:: Extracted text

I am not seeing anyone planning revenge, however, I am seeing people do just about anything they can to do storytelling.

There are many hobbyist/pros who do not need income from their photography because they make really good money in their full-time jobs. Some of these are even professional communicators who are on staff of a corporation or even a newspaper for example.

There are many people who just love to travel and see the world. They are looking for another stamp of a country they have never been to that they can add to their passport.

What is happening with these people is they are not thinking long-term for the organization they are donating of their time and resources.

Managerial Accounting

I think you need to understand this business concept in order to do the right thing when offering your work for free to an organization.

Too many people see the savings they are providing an organization by donating of their time and resources. This is how financial accounting tracks things, but those organizations that mature over time do not use this method only. They use managerial accounting method in addition for their organization.

       Provides information to make decisions regarding the future
       Relevance of data is emphasized over reliability
       Focuses on timeliness of information
       Reporting is focused on parts of the organization such as departments or      
       divisions and not on the organization as a whole.

Here are just a few things that organizations address due to using managerial accounting procedures:
       1. Just in time inventory
       2. Total quality management
       3. Enterprise resource planning
       4. Supply chain management
       5. Benchmarking

Do you want your donations to an organization to multiply or just help temporarily? Most would want to know they were helping long-term.

Think about each of these when you donate next time to an organization:

  1. Is my donation helping the organization meet it’s mission statement?
  2. When I stop donating is what I am doing for the organization something that they need to continue and pay for this service going forward?
  3. Am I helping educate the organization on how to use my gifts the most effective way possible.
  4. Will you be disappointed if your donation isn’t used?
Storytelling is core to successful organizations
I know that every organization must do effective storytelling of what they are about at the core or they will not be successful. I do not mind donating my time as I choose, but highly resent organizations that expect all storytellers to donate to their organization. 
I believe organizations need to have a budget for their ongoing storytelling. They need to have materials that they can use over and over that help tell their story. They need to tell new stories of how they are continuing to make an impact or sooner or later they will start to die. 
Just like movie studios must continue to come out with a new movie to get people to spend their money to watch, so too must organizations continue to tell their stories or people will stop being apart of their organization.

::::
:: Data extracts

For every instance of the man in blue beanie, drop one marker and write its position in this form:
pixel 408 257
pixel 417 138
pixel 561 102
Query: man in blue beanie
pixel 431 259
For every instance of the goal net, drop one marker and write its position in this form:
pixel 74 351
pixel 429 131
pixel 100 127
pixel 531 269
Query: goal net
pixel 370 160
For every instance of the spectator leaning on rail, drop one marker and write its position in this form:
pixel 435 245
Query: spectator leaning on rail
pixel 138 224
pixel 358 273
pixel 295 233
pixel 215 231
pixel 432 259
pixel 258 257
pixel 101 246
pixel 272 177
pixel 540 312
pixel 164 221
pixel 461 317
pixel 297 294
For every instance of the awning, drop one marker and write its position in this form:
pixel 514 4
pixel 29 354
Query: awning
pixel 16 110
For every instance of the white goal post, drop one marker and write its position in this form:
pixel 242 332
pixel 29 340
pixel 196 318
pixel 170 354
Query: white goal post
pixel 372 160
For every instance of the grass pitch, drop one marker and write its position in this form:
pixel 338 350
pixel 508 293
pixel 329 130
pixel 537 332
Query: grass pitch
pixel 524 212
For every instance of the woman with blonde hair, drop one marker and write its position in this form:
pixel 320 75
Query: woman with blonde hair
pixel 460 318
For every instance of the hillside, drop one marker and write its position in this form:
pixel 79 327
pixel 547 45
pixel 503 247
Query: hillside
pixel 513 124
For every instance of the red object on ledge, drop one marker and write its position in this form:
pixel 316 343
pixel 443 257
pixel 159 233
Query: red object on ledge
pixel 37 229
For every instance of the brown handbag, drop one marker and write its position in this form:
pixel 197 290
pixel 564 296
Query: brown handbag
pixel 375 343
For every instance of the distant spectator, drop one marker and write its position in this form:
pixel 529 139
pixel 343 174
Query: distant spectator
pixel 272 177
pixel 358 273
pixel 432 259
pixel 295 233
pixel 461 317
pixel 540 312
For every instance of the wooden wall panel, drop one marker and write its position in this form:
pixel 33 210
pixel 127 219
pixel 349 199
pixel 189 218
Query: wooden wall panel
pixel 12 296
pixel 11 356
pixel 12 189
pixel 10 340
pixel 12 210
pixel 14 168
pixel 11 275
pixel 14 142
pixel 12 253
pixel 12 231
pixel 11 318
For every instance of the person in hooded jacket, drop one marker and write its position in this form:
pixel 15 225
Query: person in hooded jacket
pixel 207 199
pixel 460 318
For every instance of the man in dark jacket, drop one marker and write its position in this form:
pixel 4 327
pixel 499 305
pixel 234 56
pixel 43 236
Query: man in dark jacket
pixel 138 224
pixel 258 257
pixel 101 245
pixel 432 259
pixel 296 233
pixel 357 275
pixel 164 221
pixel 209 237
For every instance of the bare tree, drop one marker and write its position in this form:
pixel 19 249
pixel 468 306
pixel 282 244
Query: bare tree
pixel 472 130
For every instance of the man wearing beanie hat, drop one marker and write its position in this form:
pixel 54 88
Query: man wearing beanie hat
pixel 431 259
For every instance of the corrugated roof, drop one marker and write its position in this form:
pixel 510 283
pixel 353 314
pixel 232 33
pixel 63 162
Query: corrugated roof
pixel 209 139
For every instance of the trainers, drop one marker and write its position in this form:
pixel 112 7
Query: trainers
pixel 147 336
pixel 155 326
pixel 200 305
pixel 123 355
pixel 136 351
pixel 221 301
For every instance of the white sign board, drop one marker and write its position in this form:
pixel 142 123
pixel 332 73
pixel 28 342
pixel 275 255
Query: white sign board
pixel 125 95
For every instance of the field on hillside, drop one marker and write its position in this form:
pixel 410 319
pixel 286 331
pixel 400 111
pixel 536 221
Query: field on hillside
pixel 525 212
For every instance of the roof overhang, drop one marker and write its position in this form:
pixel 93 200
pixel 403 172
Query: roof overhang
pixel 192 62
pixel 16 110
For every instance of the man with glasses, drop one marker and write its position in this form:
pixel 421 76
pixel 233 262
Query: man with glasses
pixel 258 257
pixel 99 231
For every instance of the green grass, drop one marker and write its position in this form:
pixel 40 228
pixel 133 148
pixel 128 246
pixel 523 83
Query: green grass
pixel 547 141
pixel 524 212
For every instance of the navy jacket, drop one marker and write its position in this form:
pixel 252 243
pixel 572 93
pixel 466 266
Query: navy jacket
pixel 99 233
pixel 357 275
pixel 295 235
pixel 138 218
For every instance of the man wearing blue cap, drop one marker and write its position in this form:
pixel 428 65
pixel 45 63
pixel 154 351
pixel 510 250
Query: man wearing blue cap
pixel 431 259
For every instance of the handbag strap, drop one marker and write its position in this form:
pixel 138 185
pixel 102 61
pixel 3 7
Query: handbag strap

::::

-- Work order 1 --
Quote the passage on donating work to organizations, starting at "4. Will you" and ending at "start to die.".
-- Work order 2 --
In the passage on donating work to organizations, what does the writer believe organizations need a budget for?

-- Expected answer 1 --
4. Will you be disappointed if your donation isn’t used?
Storytelling is core to successful organizations
I know that every organization must do effective storytelling of what they are about at the core or they will not be successful. I do not mind donating my time as I choose, but highly resent organizations that expect all storytellers to donate to their organization. 
I believe organizations need to have a budget for their ongoing storytelling. They need to have materials that they can use over and over that help tell their story. They need to tell new stories of how they are continuing to make an impact or sooner or later they will start to die.

-- Expected answer 2 --
Their ongoing storytelling.